**Work instructions:**
A – List every four-digit year that appears in the Hyde Park history, in the order the text gives them.
B – Duplicate the part of the Hyde Park history that opens with the words containing "Hyde Park, a residential" and closes with "Charters Towers Roads.".
C – Write the next part of the Hyde Park history, picking up after its last sentence.

**Text:**
Hyde Park, a residential suburb, is three km south-west of central Townsville. It was named after the Hyde Park estate, owned by William Clayton, a chemist, who established the Hyde Park brickworks in the mid-1880s. The brickworks were north-west of the intersection of Bayswater and Charters Towers Roads.
By 1918, when Hyde Park was transferred from Thuringowa Shire to Townsville City, there were scattered houses and an emerging industrial area; a gas works was opened in Virgil Street in 1919. St Margaret Mary's convent school was opened in the 'Woodlands' home in Hyde Park, and later moved to the site of the Catholic church in Charters Towers Road. A girls' college was added in 1963. A State primary school was opened in 1924.

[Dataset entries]
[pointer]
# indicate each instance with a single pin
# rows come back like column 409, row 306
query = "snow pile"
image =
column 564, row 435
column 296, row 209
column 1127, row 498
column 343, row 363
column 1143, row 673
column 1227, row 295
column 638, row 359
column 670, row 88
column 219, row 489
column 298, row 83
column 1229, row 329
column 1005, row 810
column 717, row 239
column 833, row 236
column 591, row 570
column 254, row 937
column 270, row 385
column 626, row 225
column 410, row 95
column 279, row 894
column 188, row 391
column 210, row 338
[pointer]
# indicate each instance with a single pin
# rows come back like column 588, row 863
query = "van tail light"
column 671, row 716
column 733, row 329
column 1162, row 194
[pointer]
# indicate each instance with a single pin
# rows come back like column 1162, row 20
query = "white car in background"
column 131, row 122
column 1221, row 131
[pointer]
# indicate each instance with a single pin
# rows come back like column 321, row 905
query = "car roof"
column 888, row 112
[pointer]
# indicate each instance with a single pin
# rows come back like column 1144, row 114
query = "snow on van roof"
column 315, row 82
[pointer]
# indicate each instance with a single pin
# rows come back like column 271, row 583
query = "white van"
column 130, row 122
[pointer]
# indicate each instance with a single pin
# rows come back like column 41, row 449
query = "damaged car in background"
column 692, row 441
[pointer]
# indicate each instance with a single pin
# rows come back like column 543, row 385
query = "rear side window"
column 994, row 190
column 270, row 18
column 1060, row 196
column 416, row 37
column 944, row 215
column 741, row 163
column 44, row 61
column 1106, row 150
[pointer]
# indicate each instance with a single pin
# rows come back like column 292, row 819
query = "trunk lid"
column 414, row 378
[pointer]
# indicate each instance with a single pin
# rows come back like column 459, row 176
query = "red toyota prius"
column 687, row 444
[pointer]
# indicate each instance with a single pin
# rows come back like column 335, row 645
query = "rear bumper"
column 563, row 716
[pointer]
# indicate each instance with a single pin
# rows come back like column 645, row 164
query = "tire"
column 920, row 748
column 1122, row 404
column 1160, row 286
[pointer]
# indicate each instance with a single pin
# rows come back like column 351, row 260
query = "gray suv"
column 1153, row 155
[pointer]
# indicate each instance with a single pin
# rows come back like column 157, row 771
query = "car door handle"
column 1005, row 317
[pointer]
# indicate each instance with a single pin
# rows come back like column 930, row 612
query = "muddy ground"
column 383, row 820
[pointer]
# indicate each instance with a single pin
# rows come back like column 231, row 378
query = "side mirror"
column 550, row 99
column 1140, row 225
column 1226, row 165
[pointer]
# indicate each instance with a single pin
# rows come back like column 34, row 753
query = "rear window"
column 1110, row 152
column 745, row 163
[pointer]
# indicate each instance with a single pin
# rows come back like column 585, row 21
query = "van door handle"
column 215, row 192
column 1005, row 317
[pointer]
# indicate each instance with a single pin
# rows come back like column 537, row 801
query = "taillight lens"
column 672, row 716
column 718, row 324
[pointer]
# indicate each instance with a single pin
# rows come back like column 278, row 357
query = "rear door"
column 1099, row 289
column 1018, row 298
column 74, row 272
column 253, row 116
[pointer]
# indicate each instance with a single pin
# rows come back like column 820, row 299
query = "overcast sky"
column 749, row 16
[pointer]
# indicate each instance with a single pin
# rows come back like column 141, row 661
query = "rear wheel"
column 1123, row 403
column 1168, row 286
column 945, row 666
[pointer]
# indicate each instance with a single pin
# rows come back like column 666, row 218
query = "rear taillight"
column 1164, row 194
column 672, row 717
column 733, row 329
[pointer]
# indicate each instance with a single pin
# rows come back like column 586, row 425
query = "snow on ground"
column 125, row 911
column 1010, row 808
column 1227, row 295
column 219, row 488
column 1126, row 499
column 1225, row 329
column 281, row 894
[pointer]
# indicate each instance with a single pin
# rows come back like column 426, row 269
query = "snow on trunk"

**Replies:**
A – 1918, 1919, 1963, 1924

B –
Hyde Park, a residential suburb, is three km south-west of central Townsville. It was named after the Hyde Park estate, owned by William Clayton, a chemist, who established the Hyde Park brickworks in the mid-1880s. The brickworks were north-west of the intersection of Bayswater and Charters Towers Roads.

C –
Charters Towers Road became the commercial and civic precinct, with shops, the Regent Cinema, and Church of Christ and Presbyterian churches. An industrial precinct grew south east of the corner of Kings Road and Woolcock Street, a process started with the gasworks. The area was redeveloped as the Hyde Park shopping centre. In 1937 the Park Haven Private Hospital was opened in Bayswater Road, and in 1999 it was upgraded to the 80 bed Wesley hospital.
Hyde Park has largely an inter-war housing stock, characterised by high-set Queenslanders and Californian bungalows. Classified in the 1970s as mainly a lower-income, blue-collar area, Hyde Park's average income by 2001 was slightly above the average for greater Townsville. The Charters Towers Road shopping area, shared with Hermit Park, was refurbished in the early 2000s.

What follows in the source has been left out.